▶ _Excerpt_
== Segment start ==

Franklin County shares ideas on alternative sentencing options

September 27, 2011|By DON AINES | dona@herald-mail.com
  • Kim Eaton, director of Franklin County, Pa.'s Day Reporting Center, gives Washington County Commissioners Ruth Anne Callaham, Terry Baker and Jeff Cline, and Washington County Detention Center Warden Maj. Van Evans a tour of the center Tuesday morning.
By Yvette May, Staff Photographer

Seeking an alternative sentencing option that could reduce the detention center population, the Washington County Commissioners and Sheriff Douglas W. Mullendore on Tuesday went to neighboring Franklin County, Pa., to see its Day Reporting Center.

"Franklin County had a jail that was just bursting at the seams" and was paying to send inmates to other counties, Franklin County Commissioner Bob Thomas told the visiting commissioners. Had the county not opened the center for qualified nonviolent offenders, it would have needed a jail for about 770 inmates, he said.

Instead, the center, which opened on Loudon Street in Chambersburg, Pa., in 2006, allowed the county to build a 450-bed jail with room left over to house inmates that other counties pay to send there, Thomas said.

"Our jail population is lower today than it was 10 years ago," Thomas said.

Probation violators and offenders who have served two-thirds of their jail sentences can be eligible for Franklin County's Day Reporting center, which Director Kim Eaton said works with 110 to 130 people a day, people who might otherwise be incarcerated. Since it opened in 2006, more that 600 people have graduated from the program, which lasts a minimum of six months, she said.

== Segment end ==

▶ _Required actions_
1. Put this sentence from the Franklin County article into Spanish: "'Our jail population is lower today than it was 10 years ago,' Thomas said."
2. Reproduce the Franklin County article word for word between "September 27, 2011|By" and "Day Reporting Center.", inclusive.
3. Write the next part of the Franklin County article, starting after its final sentence.

▶ _Provided material_
== Segment start ==

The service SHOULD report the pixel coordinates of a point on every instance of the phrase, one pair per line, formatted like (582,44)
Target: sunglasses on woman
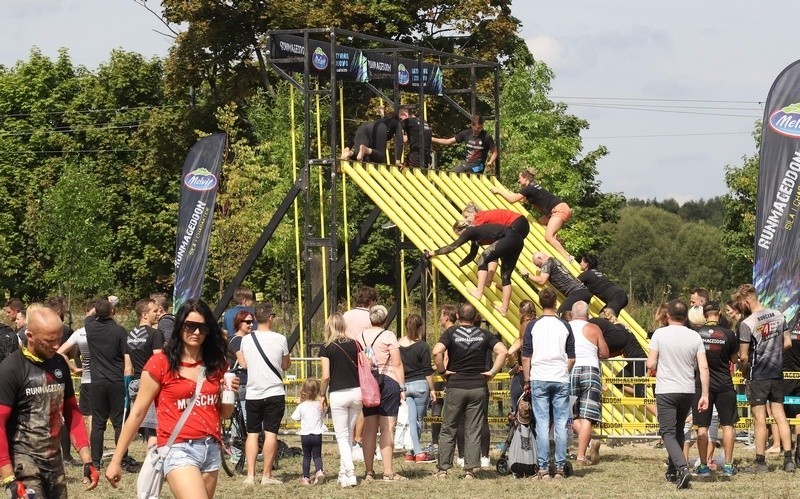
(201,327)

== Segment end ==

▶ _Responses in order_
1. "Nuestra población carcelaria es menor hoy que hace 10 años", dijo Thomas.

2.
September 27, 2011|By DON AINES | dona@herald-mail.com
  • Kim Eaton, director of Franklin County, Pa.'s Day Reporting Center, gives Washington County Commissioners Ruth Anne Callaham, Terry Baker and Jeff Cline, and Washington County Detention Center Warden Maj. Van Evans a tour of the center Tuesday morning.
By Yvette May, Staff Photographer

Seeking an alternative sentencing option that could reduce the detention center population, the Washington County Commissioners and Sheriff Douglas W. Mullendore on Tuesday went to neighboring Franklin County, Pa., to see its Day Reporting Center.

3.
The graduation rate is 73 percent and a study concluded the recidivism rate for graduates is 18.2 percent, well below the national rate, Eaton said. She defined recidivism as graduates who have picked up new criminal charges, or been found in violation of parole or probation.

The Bureau of Justice Statistics of the U.S. Department of Justice estimated more than 67 percent of prisoners released in 1994 were rearrested within three years.

"We're facing almost an identical situation as Franklin County faced in 2006," Mullendore said.

As many as 20 inmates a month could meet the criteria for a similar program in Washington County, he said.

Mullendore told the Washington County Commissioners he would like to see a director hired next year and a center open in the 2013-14 fiscal year. Eaton said a little more than a year passed between the time she was hired and the center opened.

The Washington County Detention Center population was 385 on Tuesday, said Maj. Van Evans, the warden. That spikes to more than 400 on weekends, he said.

The detention center has 345 maximum-security beds and 25 "special-needs" beds for inmates, Evans said. The overflow ends up on bunk beds in day rooms, he said.

Built in the 1980s, the center was expanded in 1996 and a 96-bed unit will soon open, Evans said. However, the center was built to house far fewer inmates than it currently houses and the expansion is to reduce overcrowding, not make room for more prisoners, he said.

The daily cost of the center is $26 per person, about half the cost of jail, Eaton told the commissioners. Its budget is $1.2 million, but Thomas said that is almost offset by money the county receives for housing inmates from other jurisdictions.

Washington County could do the same thing, perhaps housing some federal inmates, if it had the available beds, Mullendore said.

The Day Reporting Center provides drug testing, drug and alcohol counseling, job and life-skills training, and behavioral counseling, Eaton said. Those who stay out of jail are able to be employed, retain housing and benefits, and maintain families, she said.

A center would allow Washington County to avoid spending money, including the cost of feeding, housing and providing medical care to people assigned to day reporting, Washington County Administrator Gregory B. Murray said. He and Mullendore said it could also allow the county to avoid or delay spending millions of dollars for a new jail.

"With the benefits I've heard today, we owe it to the people of Washington County to be as aggressive as we can" in creating a center, Commissioner Ruth Anne Callaham said.